Page text -

---

Film in the 2010s and beyond ... what's on next?
In a world of virtual reality and multi-stranded games narratives, creative manipulation of cinema audiences’ expectations is more important than ever
Published 15 June 2016
Back in 1983, when Sunday night came around, you, like me, might well have tuned in to the iconic ABC TV show, Countdown. So ubiquitous was Countdown, that in Jane Campion’s 1982 short film Peel, dramatic tensions rise considerably when her dysfunctional siblings, waylaid on a country by-road, realise they might not get back to the city in time to tune in to the weekly music show.
And if you were watching Countdown you might remember the show’s first ever computer-enhanced-animation opener, made by two students of the Swinburne School of Film and Television, Sally Pryor and Andrew Quinn.
When we watch it now that opener looks so retro, but Pryor and Quinn’s design, targeted to the youth market and the associated music industry, captures the future-facing feel of the early 1980s; referencing both the familiar grid pattern dance floors of 70s disco, as well as the aesthetic of the burgeoning video-games industry.
The Swinburne School started its unique tertiary degree in 1966, transferred to the University of Melbourne’s Victorian College of the Arts in 1992, and this year celebrates its golden anniversary.
Over the decades the school has graduated many Pryors and Quinns – emerging filmmakers hungry to build on the industry they inherited, and talented and motivated enough to create the changes that the next generation would take for granted.
Over the last six weeks we have been publishing a series of articles looking back over the school’s history, its graduates, and the stories of Australian society during those 50 years, as evidenced in the 50 short films by past students being made available to the public for the first time.
In this, the last article of the series, I’d like to focus on what comes next for the school.

---

Short task 1 - Rewrite the paragraph of the film school article that begins "The Swinburne School started" as a short bulleted list.
Short task 2 - According to the film school article, why do dramatic tensions rise in Jane Campion's short film Peel? Answer in one to three sentences.
Short task 3 -
Using the film school article, say whether each statement agrees with it. Answer yes or no and quote the words that decide it.
(a) The Countdown computer-animated opener was made by students of the Swinburne School.
(b) The school transferred to the Victorian College of the Arts in 1982.
(c) The series draws on 50 short films by past students.

Source records:
---

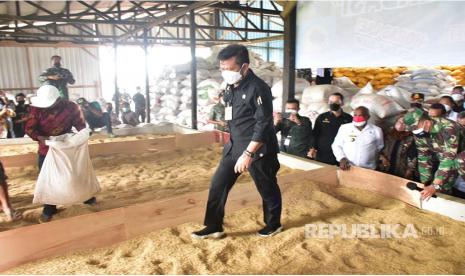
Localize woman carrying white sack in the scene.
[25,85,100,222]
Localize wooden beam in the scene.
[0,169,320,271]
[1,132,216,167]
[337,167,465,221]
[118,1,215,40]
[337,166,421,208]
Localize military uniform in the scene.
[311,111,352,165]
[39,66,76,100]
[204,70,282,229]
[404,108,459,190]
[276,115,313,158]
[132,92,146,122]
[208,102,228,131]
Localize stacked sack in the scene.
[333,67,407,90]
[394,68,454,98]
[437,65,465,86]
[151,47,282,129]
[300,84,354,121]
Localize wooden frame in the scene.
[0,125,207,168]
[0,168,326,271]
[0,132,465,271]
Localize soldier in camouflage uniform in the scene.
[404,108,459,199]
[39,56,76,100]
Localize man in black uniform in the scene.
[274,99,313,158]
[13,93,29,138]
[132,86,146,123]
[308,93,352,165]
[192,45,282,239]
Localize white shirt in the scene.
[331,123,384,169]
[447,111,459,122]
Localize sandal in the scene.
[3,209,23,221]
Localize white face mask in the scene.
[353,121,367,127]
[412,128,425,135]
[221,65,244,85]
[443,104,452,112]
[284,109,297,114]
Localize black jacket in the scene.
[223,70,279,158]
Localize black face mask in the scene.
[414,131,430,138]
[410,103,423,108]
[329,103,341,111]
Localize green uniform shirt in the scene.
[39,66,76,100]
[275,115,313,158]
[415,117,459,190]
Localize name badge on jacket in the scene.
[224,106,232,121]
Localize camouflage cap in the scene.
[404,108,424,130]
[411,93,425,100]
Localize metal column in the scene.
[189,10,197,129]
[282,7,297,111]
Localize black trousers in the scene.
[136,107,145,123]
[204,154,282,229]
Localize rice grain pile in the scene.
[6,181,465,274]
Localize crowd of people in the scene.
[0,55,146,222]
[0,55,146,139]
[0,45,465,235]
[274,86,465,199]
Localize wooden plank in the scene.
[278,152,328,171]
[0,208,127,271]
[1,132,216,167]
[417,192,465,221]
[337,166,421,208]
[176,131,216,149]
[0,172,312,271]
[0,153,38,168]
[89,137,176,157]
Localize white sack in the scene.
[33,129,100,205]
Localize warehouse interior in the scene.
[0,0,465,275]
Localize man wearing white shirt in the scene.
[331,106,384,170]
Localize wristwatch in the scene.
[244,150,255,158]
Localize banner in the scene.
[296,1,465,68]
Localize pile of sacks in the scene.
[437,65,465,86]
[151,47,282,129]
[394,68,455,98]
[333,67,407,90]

---

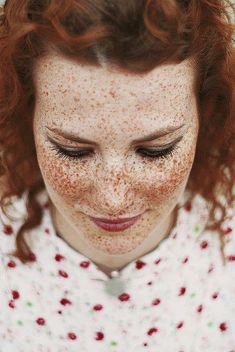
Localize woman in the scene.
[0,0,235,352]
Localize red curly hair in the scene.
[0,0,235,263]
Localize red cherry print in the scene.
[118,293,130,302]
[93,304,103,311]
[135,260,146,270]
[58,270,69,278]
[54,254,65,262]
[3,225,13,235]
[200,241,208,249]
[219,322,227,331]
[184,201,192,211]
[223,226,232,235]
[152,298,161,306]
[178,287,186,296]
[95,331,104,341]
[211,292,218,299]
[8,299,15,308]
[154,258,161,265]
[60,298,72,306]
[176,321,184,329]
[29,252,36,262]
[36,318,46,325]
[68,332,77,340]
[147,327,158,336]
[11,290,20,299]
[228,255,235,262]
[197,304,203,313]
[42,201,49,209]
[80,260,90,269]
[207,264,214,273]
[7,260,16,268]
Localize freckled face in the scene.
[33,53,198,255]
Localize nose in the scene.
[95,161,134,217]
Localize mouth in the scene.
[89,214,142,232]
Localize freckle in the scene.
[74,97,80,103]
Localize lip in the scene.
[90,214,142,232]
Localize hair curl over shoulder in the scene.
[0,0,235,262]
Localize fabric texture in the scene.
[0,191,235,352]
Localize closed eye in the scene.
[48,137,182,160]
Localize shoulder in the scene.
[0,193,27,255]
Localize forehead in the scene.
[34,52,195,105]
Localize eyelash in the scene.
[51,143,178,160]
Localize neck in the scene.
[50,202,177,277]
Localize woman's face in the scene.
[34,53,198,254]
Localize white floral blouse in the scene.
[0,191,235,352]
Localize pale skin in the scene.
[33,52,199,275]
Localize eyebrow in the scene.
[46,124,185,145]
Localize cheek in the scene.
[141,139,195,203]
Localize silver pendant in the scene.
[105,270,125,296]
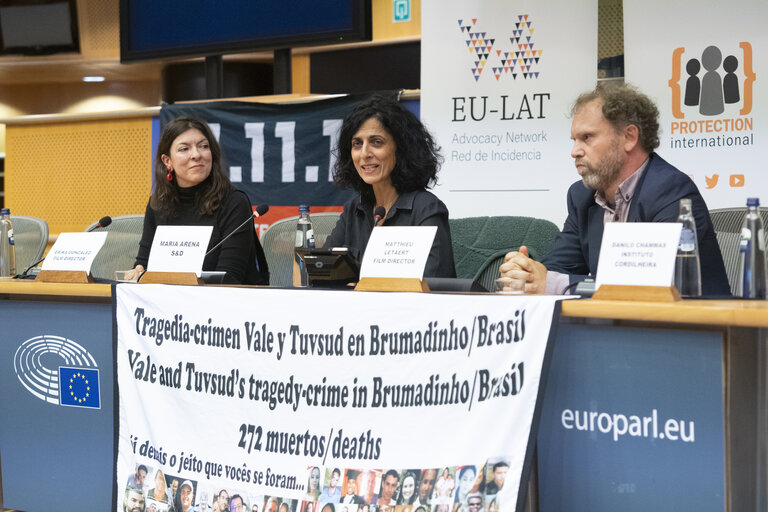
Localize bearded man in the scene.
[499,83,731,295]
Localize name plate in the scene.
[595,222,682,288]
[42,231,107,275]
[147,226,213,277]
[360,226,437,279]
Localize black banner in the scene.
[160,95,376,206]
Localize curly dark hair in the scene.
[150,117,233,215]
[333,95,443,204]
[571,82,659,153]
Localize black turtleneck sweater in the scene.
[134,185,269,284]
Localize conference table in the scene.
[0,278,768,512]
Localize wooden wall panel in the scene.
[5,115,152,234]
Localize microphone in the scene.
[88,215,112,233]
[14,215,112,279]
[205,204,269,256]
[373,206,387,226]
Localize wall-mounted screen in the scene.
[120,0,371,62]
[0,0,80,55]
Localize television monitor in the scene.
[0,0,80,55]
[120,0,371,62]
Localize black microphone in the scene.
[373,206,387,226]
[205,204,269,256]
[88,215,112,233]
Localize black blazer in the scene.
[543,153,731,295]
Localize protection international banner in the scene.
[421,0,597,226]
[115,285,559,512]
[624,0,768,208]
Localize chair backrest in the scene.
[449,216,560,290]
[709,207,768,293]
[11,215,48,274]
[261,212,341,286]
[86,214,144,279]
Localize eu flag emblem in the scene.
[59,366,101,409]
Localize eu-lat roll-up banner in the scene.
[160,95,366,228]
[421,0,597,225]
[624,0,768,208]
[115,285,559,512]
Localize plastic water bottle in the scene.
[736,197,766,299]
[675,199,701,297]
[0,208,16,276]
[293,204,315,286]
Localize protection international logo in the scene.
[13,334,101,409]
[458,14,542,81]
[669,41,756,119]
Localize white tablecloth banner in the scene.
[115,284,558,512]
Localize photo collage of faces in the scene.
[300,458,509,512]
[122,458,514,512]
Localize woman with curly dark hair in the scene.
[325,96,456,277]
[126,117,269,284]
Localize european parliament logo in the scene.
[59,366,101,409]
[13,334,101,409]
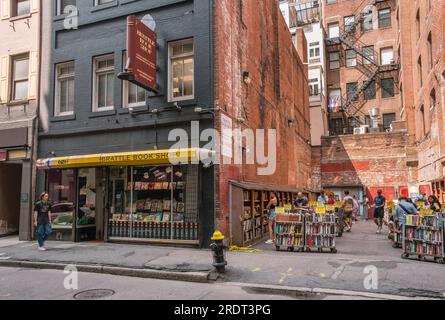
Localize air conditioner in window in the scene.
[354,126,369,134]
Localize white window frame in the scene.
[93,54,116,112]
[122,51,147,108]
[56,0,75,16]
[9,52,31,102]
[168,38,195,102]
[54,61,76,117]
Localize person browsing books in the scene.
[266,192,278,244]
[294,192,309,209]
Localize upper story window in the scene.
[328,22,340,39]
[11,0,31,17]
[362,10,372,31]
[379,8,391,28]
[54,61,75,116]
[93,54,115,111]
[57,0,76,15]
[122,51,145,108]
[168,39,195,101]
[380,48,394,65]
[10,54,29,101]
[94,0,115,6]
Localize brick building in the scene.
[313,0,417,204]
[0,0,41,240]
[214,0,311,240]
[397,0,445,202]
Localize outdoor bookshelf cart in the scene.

---

Correct result 1 -
- The Swinburne School began its unique tertiary degree in 1966.
- In 1992 it moved to the University of Melbourne's Victorian College of the Arts.
- This year it marks its golden anniversary.

Correct result 2 - Tensions rise because the siblings are stuck on a country by-road and realize they might not get back to the city in time to watch the weekly music show Countdown. The article uses this scene to show how widespread Countdown was.

Correct result 3 -
(a) Yes: "made by two students of the Swinburne School of Film and Television, Sally Pryor and Andrew Quinn"
(b) No: "transferred to the University of Melbourne’s Victorian College of the Arts in 1992"
(c) Yes: "the 50 short films by past students being made available to the public for the first time"